> [Task set]
**A.** In the thread about counters in Erlang, what happens when "A = B" is evaluated and A is unbound?
**B.** Write the next part of the thread about counters in Erlang, starting right after its last line.
** START Selected excerpt **
Is there an equivalent expression for the increment/decrement operator e.g. counter++?
I also wonder how to properly do this?
-module(whileloop).
-export([call/0, while_loop/2]).
call() ->
while_loop(10,0).
while_loop(Var,Counter) ->
case Var =:= Counter of
false ->
Counter += 1,
whileloop(Var);
end.
edit:
-module(whileloop).
-export([call/0, while_loop/2]).
call() ->
while_loop(10,0).
while_loop(Var, Counter) ->
case Var =:= Counter of
false ->
while_loop(Var,Counter + 1)
end.
The meaning of C += 1 is to modify the value of C. It is a non sense in Erlang since it can only give the following result:
1> C = C+1.
* 1: variable 'C' is unbound
C = 1.
1
3> C = C+1.
** exception error: no match of right hand side value 2
Keep in mind that "A = B" does not mean assigns the value of B to A, but "pattern match" A against B,
if A is unbound then it will bind to A the value of B;
if A =:= B nothing is done, the process continue;
if A =/= B then the process crashes.
So yes, if you want to have a counter, or any information that change, you must use a state variable which is passed as argument of a recursive loop. From this point of view, your last code is correct, but lets follow what happens when you call "call()" in the shell.
first it calls, in the same process - the shell - the function while_loop(10,0).
10 is not equal to 0 so it calls immediately while_loop(10,1).
10 is not equal to 1 so it calls immediately while_loop(10,2).
and so on until it calls while_loop(10,10). Now 10 =:= 10 is true, and this result does not match any clause of the case, so you get an error and the process crash.
As your code does not contain any message receive and simply loop an loop until it crashes, thhe wole process takes only a few micro seconds, so it looks like it fails immediately.
Depending on what you expect, you can imagine several types of counter, here are 2 examples:
-module(counter).
-compile(export_all).
% one counter that help you to count some events
% interface
start_c1(End) when is_integer(End) ->
spawn(?MODULE,counter1,[End]).
** END Selected excerpt **
** START Data listing **
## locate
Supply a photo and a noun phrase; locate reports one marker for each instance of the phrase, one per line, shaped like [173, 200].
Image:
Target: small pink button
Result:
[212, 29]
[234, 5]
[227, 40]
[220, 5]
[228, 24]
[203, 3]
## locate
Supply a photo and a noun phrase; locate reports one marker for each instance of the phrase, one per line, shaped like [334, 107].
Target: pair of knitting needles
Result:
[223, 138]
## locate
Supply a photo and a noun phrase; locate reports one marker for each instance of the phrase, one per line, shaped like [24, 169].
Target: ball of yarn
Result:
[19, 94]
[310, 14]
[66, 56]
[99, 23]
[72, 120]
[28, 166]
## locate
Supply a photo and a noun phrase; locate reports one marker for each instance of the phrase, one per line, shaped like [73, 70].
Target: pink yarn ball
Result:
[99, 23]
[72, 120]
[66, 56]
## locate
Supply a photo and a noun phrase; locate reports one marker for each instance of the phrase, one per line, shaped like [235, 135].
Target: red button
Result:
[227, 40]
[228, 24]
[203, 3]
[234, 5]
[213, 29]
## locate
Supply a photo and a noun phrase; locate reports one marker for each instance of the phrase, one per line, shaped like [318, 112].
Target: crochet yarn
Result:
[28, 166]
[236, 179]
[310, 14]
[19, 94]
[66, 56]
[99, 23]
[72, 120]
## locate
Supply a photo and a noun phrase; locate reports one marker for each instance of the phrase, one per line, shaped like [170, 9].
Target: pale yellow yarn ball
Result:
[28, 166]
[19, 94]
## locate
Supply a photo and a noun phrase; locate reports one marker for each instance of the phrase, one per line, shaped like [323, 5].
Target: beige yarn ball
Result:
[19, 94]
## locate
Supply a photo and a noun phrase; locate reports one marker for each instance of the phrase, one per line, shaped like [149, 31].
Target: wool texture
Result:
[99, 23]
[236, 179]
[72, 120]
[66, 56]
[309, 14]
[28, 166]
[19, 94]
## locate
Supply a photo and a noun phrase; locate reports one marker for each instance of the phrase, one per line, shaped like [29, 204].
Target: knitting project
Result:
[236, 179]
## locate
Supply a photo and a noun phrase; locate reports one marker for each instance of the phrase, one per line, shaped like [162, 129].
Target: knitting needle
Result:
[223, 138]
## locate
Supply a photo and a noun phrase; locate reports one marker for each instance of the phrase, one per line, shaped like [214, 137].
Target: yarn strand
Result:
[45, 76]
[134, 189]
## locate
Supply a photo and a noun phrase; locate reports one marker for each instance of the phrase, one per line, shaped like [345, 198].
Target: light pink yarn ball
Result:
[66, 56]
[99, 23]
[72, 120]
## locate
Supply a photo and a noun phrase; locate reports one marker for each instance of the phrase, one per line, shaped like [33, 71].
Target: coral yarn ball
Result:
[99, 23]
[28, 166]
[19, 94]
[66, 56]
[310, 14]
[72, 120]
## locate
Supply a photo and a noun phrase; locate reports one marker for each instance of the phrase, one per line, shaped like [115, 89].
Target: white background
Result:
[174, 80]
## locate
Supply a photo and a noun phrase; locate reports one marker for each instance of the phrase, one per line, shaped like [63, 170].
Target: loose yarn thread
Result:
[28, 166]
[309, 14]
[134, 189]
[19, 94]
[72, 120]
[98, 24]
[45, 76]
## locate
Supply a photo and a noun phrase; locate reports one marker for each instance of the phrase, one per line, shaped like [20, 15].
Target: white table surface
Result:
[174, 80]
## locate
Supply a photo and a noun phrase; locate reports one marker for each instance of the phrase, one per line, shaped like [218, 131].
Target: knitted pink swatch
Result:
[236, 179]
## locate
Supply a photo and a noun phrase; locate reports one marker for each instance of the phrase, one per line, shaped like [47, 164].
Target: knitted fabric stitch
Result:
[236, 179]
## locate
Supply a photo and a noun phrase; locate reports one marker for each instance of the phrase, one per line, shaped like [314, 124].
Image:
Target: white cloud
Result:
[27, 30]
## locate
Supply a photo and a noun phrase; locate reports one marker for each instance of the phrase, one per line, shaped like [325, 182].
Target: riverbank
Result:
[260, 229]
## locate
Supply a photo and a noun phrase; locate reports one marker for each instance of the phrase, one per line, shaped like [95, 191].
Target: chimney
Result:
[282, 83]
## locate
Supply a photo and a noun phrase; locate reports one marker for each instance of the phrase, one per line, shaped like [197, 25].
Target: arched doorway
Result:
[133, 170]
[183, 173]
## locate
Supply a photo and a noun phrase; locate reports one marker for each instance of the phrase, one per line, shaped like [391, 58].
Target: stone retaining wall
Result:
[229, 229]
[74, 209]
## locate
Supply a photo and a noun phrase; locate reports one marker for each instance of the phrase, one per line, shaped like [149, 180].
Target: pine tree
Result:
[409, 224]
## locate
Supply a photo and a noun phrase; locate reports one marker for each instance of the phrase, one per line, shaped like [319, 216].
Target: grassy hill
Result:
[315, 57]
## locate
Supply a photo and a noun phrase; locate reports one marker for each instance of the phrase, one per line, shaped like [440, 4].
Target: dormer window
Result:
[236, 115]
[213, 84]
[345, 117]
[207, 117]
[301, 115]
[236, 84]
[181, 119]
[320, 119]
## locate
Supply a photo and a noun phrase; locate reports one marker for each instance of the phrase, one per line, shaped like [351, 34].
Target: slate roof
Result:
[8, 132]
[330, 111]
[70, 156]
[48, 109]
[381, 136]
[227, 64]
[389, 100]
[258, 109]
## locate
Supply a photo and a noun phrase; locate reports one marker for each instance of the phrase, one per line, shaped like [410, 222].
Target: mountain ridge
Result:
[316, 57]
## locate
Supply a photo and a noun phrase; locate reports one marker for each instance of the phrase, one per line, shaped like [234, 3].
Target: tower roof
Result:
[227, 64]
** END Data listing **
> [In response]
**A.** The value of B is bound to A.

**B.**
start_link_c1(End) when is_integer(End) ->
spawn_link(?MODULE,counter1,[End]).
inc_c1(Pid) when is_pid(Pid) ->
Ref = make_ref(),
Pid ! {inc,self(),Ref},
receive
{Ref,done} -> done;
{Ref,V} -> V
after 1000 ->
{error,no_response}
end.
value_c1(Pid) when is_pid(Pid) ->
Ref = make_ref(),
Pid ! {get_value,self(),Ref},
receive
{Ref,V} -> V
after 1000 ->
{error,no_response}
end.
stop_c1(Pid) when is_pid(Pid) ->
Pid ! stop.
% the counter
counter1(End) -> counter1_loop(End,0).
counter1_loop(End,V) ->
receive
{inc,Pid,Ref} when V =/= done ->
NewV = case V+1 of
End -> done;
Nv -> Nv
end,
Pid ! {Ref,NewV},
counter1_loop(End,NewV);
{inc,Pid,Ref} ->
Pid ! {Ref,done},
counter1_loop(End,done);
{get_value,Pid,Ref} ->
Pid ! {Ref,V},
counter1_loop(End,V);
stop ->
ok
end.
% One kind of timeout that execute something after a while -
% note it exists a similar one in the library
start_after(T,M,F,A) when is_integer(T), is_list(A) ->
Ref = make_ref(),
{Ref,spawn(?MODULE,after_receive,[T,M,F,A,self(),Ref])}.
cancel_after(P) when is_pid(P) ->
P ! cancel.
% the counter
after_receive(T,M,F,A,Pid,Ref) ->
receive
{cancel,Ref} -> Pid ! {after_receive,Ref,cancelled}
after T ->
Pid ! {after_receive,Ref,done},
apply(M,F,A)
end.
and here how to use them:
1> c("../src/counter").
{ok,counter}
2> {Ref,P} = counter:start_after(5000,io,format,["This is the end!" ]).
{#Ref<0.0.0.29>,<0.33.0>}
This is the end!3>
3> {Refa,Pa} = counter:start_after(50000,io,format,["This is the end!" ]).
{#Ref<0.0.0.34>,<0.35.0>}
4> Pa ! {cancel,Refa}.
{cancel,#Ref<0.0.0.34>}
5> flush().
Shell got {after_receive,#Ref<0.0.0.29>,done}
Shell got {after_receive,#Ref<0.0.0.34>,cancelled}
ok
6> P1 = counter:start_c1(5).
<0.52.0>
7> counter:inc_c1(P1).
1
8> counter:inc_c1(P).
{error,no_response}
9> counter:inc_c1(P1).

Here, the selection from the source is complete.